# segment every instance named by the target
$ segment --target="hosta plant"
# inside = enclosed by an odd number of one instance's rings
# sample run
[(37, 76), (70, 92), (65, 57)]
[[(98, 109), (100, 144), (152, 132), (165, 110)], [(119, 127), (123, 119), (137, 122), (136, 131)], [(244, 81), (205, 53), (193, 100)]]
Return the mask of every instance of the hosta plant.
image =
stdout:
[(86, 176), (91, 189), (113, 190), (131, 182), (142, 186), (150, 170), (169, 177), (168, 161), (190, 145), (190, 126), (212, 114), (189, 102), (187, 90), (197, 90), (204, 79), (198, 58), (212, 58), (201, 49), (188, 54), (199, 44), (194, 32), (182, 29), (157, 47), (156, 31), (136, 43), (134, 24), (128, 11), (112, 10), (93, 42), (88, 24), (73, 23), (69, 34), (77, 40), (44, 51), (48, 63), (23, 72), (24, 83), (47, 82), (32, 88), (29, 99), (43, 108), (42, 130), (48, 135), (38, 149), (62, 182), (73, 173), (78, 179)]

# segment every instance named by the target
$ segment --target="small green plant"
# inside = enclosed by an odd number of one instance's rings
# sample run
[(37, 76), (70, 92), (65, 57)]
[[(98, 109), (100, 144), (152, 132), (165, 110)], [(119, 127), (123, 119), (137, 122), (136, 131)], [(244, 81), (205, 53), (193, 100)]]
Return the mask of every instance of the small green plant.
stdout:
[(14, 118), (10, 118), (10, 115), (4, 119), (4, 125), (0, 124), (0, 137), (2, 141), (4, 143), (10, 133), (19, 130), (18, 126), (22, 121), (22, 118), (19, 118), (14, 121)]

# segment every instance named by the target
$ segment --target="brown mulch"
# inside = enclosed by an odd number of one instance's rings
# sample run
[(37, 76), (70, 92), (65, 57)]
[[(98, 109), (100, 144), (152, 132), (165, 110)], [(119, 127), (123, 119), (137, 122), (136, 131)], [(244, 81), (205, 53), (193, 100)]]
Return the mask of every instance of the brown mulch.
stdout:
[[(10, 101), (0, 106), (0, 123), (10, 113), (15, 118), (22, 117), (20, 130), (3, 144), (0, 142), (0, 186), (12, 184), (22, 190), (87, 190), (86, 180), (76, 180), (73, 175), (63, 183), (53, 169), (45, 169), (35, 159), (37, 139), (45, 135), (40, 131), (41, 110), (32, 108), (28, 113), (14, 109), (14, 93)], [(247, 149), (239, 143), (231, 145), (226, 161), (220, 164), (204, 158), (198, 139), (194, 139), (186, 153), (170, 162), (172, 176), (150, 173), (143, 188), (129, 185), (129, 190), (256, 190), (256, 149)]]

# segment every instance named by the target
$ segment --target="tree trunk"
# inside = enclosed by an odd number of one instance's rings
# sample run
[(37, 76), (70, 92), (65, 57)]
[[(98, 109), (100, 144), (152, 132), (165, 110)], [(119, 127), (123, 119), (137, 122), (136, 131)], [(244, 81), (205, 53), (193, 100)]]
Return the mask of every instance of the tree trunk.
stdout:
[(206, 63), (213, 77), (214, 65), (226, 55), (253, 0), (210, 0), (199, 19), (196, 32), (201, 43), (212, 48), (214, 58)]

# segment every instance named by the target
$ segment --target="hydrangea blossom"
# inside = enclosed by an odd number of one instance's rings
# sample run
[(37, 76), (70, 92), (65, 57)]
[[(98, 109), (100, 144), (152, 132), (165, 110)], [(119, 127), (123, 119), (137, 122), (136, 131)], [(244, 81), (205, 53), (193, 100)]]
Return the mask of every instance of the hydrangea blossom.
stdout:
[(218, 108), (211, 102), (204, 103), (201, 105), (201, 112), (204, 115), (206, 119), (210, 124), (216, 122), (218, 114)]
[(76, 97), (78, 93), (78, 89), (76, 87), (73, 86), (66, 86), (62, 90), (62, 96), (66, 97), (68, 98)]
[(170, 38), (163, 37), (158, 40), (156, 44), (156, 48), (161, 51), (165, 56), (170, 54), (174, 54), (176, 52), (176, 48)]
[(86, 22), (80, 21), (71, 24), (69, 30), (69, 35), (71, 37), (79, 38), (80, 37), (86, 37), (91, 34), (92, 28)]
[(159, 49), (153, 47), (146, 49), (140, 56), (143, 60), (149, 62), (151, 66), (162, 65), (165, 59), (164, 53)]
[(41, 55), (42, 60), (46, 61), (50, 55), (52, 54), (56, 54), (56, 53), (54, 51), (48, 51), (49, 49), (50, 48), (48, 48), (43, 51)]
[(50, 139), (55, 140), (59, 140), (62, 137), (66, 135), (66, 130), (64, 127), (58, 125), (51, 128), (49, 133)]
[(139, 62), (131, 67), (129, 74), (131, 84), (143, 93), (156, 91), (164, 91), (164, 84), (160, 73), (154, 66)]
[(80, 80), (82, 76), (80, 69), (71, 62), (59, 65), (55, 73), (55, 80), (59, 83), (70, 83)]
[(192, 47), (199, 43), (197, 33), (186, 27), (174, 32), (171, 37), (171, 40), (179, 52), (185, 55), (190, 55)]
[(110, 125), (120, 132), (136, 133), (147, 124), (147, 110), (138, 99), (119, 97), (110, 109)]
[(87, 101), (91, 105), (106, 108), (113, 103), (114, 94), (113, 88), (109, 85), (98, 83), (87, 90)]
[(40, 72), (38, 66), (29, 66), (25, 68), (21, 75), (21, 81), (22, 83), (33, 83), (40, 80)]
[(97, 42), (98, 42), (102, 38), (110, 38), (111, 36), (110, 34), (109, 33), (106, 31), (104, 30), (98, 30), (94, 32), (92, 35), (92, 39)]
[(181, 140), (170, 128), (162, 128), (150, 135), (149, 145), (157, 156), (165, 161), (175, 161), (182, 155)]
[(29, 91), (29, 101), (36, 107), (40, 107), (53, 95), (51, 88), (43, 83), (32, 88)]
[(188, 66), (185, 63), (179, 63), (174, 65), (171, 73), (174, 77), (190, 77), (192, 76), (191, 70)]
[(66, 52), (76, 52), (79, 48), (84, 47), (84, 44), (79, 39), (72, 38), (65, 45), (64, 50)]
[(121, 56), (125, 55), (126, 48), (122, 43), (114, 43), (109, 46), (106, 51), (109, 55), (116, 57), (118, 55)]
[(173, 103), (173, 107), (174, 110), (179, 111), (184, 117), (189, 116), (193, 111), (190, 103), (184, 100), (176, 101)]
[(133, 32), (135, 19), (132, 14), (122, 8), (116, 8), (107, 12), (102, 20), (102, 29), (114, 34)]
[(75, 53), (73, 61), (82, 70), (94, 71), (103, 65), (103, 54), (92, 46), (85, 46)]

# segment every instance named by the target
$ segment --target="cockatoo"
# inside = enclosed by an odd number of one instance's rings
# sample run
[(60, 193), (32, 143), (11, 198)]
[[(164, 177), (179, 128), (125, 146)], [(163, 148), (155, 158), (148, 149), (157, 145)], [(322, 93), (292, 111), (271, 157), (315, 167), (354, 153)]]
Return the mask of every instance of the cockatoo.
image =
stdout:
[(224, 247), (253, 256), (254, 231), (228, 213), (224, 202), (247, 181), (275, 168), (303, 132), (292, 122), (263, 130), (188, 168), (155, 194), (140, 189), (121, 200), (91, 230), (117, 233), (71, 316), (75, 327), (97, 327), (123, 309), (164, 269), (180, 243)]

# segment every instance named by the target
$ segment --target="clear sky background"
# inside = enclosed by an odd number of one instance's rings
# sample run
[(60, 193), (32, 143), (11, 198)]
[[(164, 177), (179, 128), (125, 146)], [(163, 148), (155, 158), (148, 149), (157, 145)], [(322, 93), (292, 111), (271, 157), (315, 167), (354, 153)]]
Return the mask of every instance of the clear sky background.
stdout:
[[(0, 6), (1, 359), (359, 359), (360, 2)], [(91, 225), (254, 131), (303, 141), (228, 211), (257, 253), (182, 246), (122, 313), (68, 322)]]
▬▬▬▬▬▬
Exercise goal
Report every line above that contains the word "brown".

Output for this task
$ segment --target="brown mulch"
Return the mask of every instance of the brown mulch.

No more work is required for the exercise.